## [Try it]
The listing that follows must be given again in full and exactly.

## [Data]

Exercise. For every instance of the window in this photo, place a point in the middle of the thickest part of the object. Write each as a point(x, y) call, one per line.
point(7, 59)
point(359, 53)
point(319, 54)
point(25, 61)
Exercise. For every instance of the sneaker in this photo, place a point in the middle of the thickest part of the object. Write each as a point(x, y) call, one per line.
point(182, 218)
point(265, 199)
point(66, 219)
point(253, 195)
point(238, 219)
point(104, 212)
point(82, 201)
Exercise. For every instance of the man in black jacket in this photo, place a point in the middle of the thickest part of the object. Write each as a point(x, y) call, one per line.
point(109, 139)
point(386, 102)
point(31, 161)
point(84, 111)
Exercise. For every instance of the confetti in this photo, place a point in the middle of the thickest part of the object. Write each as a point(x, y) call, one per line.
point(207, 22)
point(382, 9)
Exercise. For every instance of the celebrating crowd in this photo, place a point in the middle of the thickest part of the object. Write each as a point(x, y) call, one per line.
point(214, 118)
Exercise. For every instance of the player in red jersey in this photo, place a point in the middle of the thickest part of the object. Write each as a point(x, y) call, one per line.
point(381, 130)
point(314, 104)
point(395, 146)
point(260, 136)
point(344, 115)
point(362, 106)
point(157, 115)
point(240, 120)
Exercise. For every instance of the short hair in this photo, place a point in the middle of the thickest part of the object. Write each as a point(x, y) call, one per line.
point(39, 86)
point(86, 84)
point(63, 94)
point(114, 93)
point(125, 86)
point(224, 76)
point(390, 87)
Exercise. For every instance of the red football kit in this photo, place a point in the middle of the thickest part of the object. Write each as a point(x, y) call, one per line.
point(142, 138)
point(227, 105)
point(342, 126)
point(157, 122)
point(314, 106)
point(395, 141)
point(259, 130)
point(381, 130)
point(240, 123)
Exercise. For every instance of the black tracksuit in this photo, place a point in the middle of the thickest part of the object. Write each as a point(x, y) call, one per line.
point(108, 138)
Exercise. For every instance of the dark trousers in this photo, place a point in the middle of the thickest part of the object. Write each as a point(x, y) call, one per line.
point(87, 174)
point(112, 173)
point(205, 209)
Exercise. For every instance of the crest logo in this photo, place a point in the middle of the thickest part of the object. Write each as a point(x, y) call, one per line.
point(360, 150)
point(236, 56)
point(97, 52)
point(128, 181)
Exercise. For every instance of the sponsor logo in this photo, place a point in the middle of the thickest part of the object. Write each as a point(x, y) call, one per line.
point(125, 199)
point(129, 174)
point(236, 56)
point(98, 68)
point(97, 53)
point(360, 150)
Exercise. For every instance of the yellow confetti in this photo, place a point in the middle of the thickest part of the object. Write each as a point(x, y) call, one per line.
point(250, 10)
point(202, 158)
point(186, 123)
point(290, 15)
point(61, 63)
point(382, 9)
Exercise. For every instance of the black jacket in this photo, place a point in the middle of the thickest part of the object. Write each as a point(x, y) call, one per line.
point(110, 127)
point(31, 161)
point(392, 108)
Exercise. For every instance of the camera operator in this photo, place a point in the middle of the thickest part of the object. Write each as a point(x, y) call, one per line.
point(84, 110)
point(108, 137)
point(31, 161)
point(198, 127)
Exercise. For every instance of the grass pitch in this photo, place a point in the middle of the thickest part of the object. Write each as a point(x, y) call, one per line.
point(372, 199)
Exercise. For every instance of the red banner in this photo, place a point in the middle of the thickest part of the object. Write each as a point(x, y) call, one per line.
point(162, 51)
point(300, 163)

## [Solution to the exercise]
Exercise. For every instance of the window in this photo, place a point in the middle of the thickest part of the object. Write each as a point(x, y) call, one per line.
point(7, 59)
point(359, 53)
point(319, 54)
point(25, 61)
Exercise. For every instance of the sneaker in this photo, place a point in the middle of the thickest part of the object. Write each as a point(x, y) call, one per line.
point(182, 218)
point(265, 199)
point(66, 219)
point(253, 195)
point(238, 219)
point(104, 212)
point(82, 201)
Exercise. For every instance of the man in black jacket in this photo, place a point in the middle of the thickest part of the object. Write each as a point(x, y) call, one per line.
point(109, 139)
point(386, 102)
point(31, 161)
point(84, 111)
Exercise. For every instance of the confetti in this photo, place a point in the middle of the thickest part of the object. Write each as a point(x, y) call, one per line.
point(207, 22)
point(382, 9)
Exercise. For every instance of the celebrating crowd in this photo, place a point in the middle of the thickest part of the object. Write each as a point(x, y) call, one per line.
point(214, 118)
Exercise. For every instance of the player in red jersey in this photo, place a point in the middle of the thickest part of the object. Write each as a point(x, y) call, one per line.
point(381, 130)
point(314, 104)
point(395, 146)
point(260, 136)
point(344, 115)
point(362, 106)
point(157, 115)
point(240, 120)
Exercise. For every instance of the short hair in this photo, place a point in the middle of the thickest part of the object. Write each as a point(x, y) call, one per line.
point(39, 86)
point(86, 84)
point(63, 94)
point(114, 93)
point(125, 86)
point(224, 76)
point(390, 87)
Exercise. For every instance of the red football kit in this photo, place a point in the middle of the thickest part of the object. Write each as a point(x, y) call, one per line.
point(142, 138)
point(227, 105)
point(342, 126)
point(157, 122)
point(314, 106)
point(395, 141)
point(259, 130)
point(381, 130)
point(240, 123)
Exercise. For every instance of the black tracksuit in this photo, place a point in the middle of the thickest part of the object. Write each as a point(x, y) call, one per line.
point(108, 138)
Exercise. For every instance of the dark trousers in this photo, place a point in the middle of the thickest part of the object. Write each as a point(x, y) call, one per line.
point(87, 174)
point(112, 173)
point(205, 209)
Exercise. For every instance of the crest logo in this photo, place a point in the middle of the thickest part of the object. Write each as a point(x, y) call, one per line.
point(360, 150)
point(236, 56)
point(97, 52)
point(128, 181)
Exercise. For every instance of the sponsor logo in this photo, place a point in the middle of the thickest part of the object. Write each as a point(x, y) call, one per line.
point(125, 199)
point(129, 174)
point(236, 56)
point(98, 68)
point(97, 53)
point(360, 150)
Exercise. For every instance of the yellow confetti in this photo, place a point in the middle of the thickest part of the object. Write each as a point(x, y) call, one per line.
point(250, 10)
point(202, 158)
point(186, 123)
point(290, 15)
point(61, 63)
point(382, 9)
Exercise. For every instance of the black jacket in this photo, place a point in the middle of the thickest part of the object. Write each as a point(x, y) call, one per line.
point(110, 127)
point(31, 161)
point(392, 108)
Exercise. For every instance of the camera operator in this photo, place a point in the middle of the thickest part of the object. Write each as a point(x, y) call, one per line.
point(84, 110)
point(108, 137)
point(31, 161)
point(198, 127)
Exercise. For every instance of the grass pitch in this photo, place a point in the middle of the thickest part of the object. Write each as a point(x, y) call, one per line.
point(372, 199)
Exercise. For every instance of the red banner in this photo, place a point in the middle of the thickest part of the object. Write each as a point(x, y) call, one per line.
point(162, 51)
point(300, 163)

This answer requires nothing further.